#### TEXTO DADO ####

# Nuestro arquitecto Bernardo Fort-Brescia



## Vane de Rosas (May 8, 2005)

Bernardo Fort-Brescia naciò en lima en el año de 1951

El proyecto que nos da mayor orgullo como latinos y como peruanos

arquitecto PERUANO BERNARDO FORT-BRESCIA EN ESTADOS UNIDOS 

La construcción del Hotel Westin, en pleno corazón de Manhattan, por una firma de arquitectos liderada por un latinoamericano, se ha convertido en el último signo de la tendencia a la "latinización" de la arquitectura en Estados Unidos.
El crecimiento de la población hispana en Nueva York -reflejo de lo que ocurre en todo el país-, y el agotamiento de los modelos europeos aplicados a las urbes norteamericanas, han desembocado en un estilo "latino" de arquitectura, cuya última expresión es el Westin. 

(penita pena q no consigo fotos mejores)
























Sus mejores obras:

Atlantis Apartment Building, Miami, Florida, 1983









Banco de Crèdito Lima









PLAZA 3
Construcción 2005 Número de Pisos 21 pisos + 6 sótanos, Area de Oficinas 15,530 m2 Area Comercial 696 m2 Estacionamientos 471 espacios. Area en Planta Típica 824 m2. Area Mínima Disponible 194 m2 

















sHANGAI INFORMATION TOWN 3 (trabajo en conjunto con Arq. Laurinda Spear)









Otro muy conocido









BANCO DE LUXEMBURGO (PARTICULARMENTE UNO DE MIS FAVORITOS)

























Su estudio ganò el 2002 Award of Excellence Winner and
2002 GE Edison Award Winner por el diseño del Golden Moon Hotel & Casino
Philadelphia, MS, USA


----------



## skyperu34 (May 25, 2003)

aqui contribuyo con dos fotos mias de la torre WIESE

















buen trabajo vane !!!!!!! es un gran genio este tipo


----------



## Liquido (Apr 3, 2005)

los edificios son muy innovadores...


----------



## Vane de Rosas (May 8, 2005)

No las puse a propòsito, sabia q tu tienes un par tomadas por ti mismo (me lo contò un pajarito)

####

* TAREAS ESCRITAS:
[a] Reproduce sin cambios el trozo del hilo sobre Bernardo Fort-Brescia que empieza en "Bernardo Fort-Brescia naciò" y termina en "en Estados Unidos.".
[b] Prosigue el hilo de foro sobre el arquitecto Bernardo Fort-Brescia a partir del punto en que se detiene.
Los registros no tienen nada que ver con esto.

#### REGISTROS GUARDADOS ####

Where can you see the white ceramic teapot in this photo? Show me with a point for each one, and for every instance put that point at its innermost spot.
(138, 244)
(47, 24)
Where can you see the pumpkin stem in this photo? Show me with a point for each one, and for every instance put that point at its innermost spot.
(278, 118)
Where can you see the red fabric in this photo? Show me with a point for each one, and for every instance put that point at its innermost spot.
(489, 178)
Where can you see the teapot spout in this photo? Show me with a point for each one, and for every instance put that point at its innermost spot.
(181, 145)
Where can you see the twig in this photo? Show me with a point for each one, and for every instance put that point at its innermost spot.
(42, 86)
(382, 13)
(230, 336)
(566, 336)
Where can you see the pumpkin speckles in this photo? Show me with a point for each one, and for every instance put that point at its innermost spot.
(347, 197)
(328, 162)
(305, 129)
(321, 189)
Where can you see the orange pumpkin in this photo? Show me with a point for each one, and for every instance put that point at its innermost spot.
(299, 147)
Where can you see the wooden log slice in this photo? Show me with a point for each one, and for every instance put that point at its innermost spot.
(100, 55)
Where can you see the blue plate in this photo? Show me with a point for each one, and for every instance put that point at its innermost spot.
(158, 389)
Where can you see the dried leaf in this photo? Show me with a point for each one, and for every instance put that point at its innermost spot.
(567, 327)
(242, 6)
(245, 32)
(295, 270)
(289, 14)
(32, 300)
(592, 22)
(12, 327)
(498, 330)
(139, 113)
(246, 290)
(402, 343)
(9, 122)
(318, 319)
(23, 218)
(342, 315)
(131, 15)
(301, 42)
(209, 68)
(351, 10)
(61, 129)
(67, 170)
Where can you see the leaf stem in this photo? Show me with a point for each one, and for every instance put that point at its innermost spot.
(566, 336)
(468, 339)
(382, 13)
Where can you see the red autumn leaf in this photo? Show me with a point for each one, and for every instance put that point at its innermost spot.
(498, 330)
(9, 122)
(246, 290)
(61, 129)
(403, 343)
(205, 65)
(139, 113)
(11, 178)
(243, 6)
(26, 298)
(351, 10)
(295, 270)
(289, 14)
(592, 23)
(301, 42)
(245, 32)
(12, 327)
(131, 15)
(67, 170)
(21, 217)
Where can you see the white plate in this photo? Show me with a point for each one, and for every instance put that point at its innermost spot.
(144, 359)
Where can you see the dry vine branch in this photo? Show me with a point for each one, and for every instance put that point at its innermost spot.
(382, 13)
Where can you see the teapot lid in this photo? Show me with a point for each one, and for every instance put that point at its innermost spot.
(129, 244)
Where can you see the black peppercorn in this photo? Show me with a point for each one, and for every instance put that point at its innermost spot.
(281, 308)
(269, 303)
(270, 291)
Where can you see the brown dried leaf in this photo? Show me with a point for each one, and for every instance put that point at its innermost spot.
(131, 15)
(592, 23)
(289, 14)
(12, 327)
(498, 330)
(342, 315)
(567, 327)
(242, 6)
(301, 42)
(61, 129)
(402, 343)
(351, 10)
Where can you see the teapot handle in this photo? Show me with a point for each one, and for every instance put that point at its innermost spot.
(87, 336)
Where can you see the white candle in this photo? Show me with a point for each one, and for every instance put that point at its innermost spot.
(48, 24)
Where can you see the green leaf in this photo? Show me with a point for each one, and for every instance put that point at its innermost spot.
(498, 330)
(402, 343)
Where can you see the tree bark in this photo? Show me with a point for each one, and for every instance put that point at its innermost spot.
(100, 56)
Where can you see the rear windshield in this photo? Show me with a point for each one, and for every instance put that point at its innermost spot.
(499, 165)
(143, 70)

####

* RESPUESTAS FINALES:
[a]
Bernardo Fort-Brescia naciò en lima en el año de 1951

El proyecto que nos da mayor orgullo como latinos y como peruanos

arquitecto PERUANO BERNARDO FORT-BRESCIA EN ESTADOS UNIDOS 

La construcción del Hotel Westin, en pleno corazón de Manhattan, por una firma de arquitectos liderada por un latinoamericano, se ha convertido en el último signo de la tendencia a la "latinización" de la arquitectura en Estados Unidos.

[b]
----------



## skyperu34 (May 25, 2003)

otra mia, el real nose que numero, de don bernardo


----------



## pedro1011 (Jan 15, 2005)

Este arquitecto peruano sí que es bueno! Tiene un estilo muy creativo y audaz!


----------



## skyperu34 (May 25, 2003)

aqui esta -para mi- su obra de mayor envergadura por su altura, diseño y localizacion
el Westin hotel, New York


----------



## skyperu34 (May 25, 2003)

otra joyita
la embajada de los "yunaites" en lima


----------



## skyperu34 (May 25, 2003)

aqui el Lima Marriott


----------



## Vane de Rosas (May 8, 2005)

EXCELENTES FOTOS MODERATOR!!!!!


----------



## skyperu34 (May 25, 2003)

gracias vane, sigan dando vida a los threads netamente de arquitectura !


----------



## Juan1912 (Jul 15, 2004)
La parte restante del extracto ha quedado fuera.